**What this exercise asks**:
[1] List every person named in the post about Ida Pfeiffer.
[2] According to the post about Ida Pfeiffer, why did she not become a member of the London geographical society?
[3] Copy the part of the post about Ida Pfeiffer between "In an era in" and "by Franz Hanfstaengl.", inclusive.

On the road with Ida Pfeiffer (1)

03/01/2022

For some time already I had been looking for a traveling companion from a different era. Someone who would take me along on the basis of a travelogue. This week, I happened to come across Ida Laura Pfeiffer, born in 1797, in the closing years of eighteenth century Vienna.

Geographical Society

In an era in which it was completely unusual for women to travel alone, Pfeiffer – after she had raised her children – decided that it was time to explore the world. The fact that she had barely any financial means, did not matter much to her. In the end she made 5 big travels and published 13 books, her travelogues were translated into seven languages. She became a (honorary) member of the Geographical Society in Paris and Berlin, but not of the London society – women were excluded from membership there. Famous geographers like Alexander von Humboldt and Carl Ritter belonged to her circle of acquaintances.

Ida Pfeiffer, 1856. Photo by Franz Hanfstaengl.

**Material shown**:
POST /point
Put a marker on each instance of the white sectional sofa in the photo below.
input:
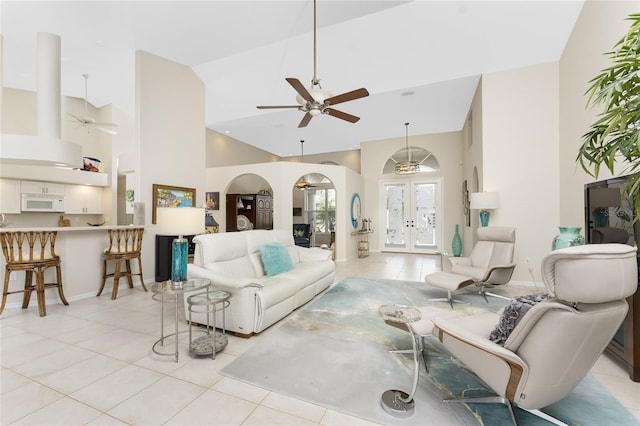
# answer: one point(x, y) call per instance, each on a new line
point(233, 262)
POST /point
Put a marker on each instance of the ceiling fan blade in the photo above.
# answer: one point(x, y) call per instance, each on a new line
point(349, 96)
point(341, 115)
point(295, 83)
point(305, 120)
point(277, 106)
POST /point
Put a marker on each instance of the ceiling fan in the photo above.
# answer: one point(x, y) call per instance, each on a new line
point(88, 122)
point(316, 100)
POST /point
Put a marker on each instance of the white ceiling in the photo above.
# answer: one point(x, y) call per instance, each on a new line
point(420, 60)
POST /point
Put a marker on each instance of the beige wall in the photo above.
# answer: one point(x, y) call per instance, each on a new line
point(223, 150)
point(350, 159)
point(472, 166)
point(520, 156)
point(170, 132)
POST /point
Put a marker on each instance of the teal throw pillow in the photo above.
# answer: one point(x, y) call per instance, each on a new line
point(275, 259)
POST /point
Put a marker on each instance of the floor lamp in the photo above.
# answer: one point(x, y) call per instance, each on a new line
point(179, 221)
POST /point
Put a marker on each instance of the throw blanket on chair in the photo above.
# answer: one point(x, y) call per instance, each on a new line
point(512, 314)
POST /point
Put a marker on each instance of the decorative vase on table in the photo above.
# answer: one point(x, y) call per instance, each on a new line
point(456, 244)
point(569, 236)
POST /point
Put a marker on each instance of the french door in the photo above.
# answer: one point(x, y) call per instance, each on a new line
point(412, 218)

**Answers per task**:
[1] Ida Laura Pfeiffer, Alexander von Humboldt, Carl Ritter, Franz Hanfstaengl

[2] The London society did not admit women as members. She was an honorary member of the Geographical Society in Paris and Berlin, but London was closed to her.

[3]
In an era in which it was completely unusual for women to travel alone, Pfeiffer – after she had raised her children – decided that it was time to explore the world. The fact that she had barely any financial means, did not matter much to her. In the end she made 5 big travels and published 13 books, her travelogues were translated into seven languages. She became a (honorary) member of the Geographical Society in Paris and Berlin, but not of the London society – women were excluded from membership there. Famous geographers like Alexander von Humboldt and Carl Ritter belonged to her circle of acquaintances.

Ida Pfeiffer, 1856. Photo by Franz Hanfstaengl.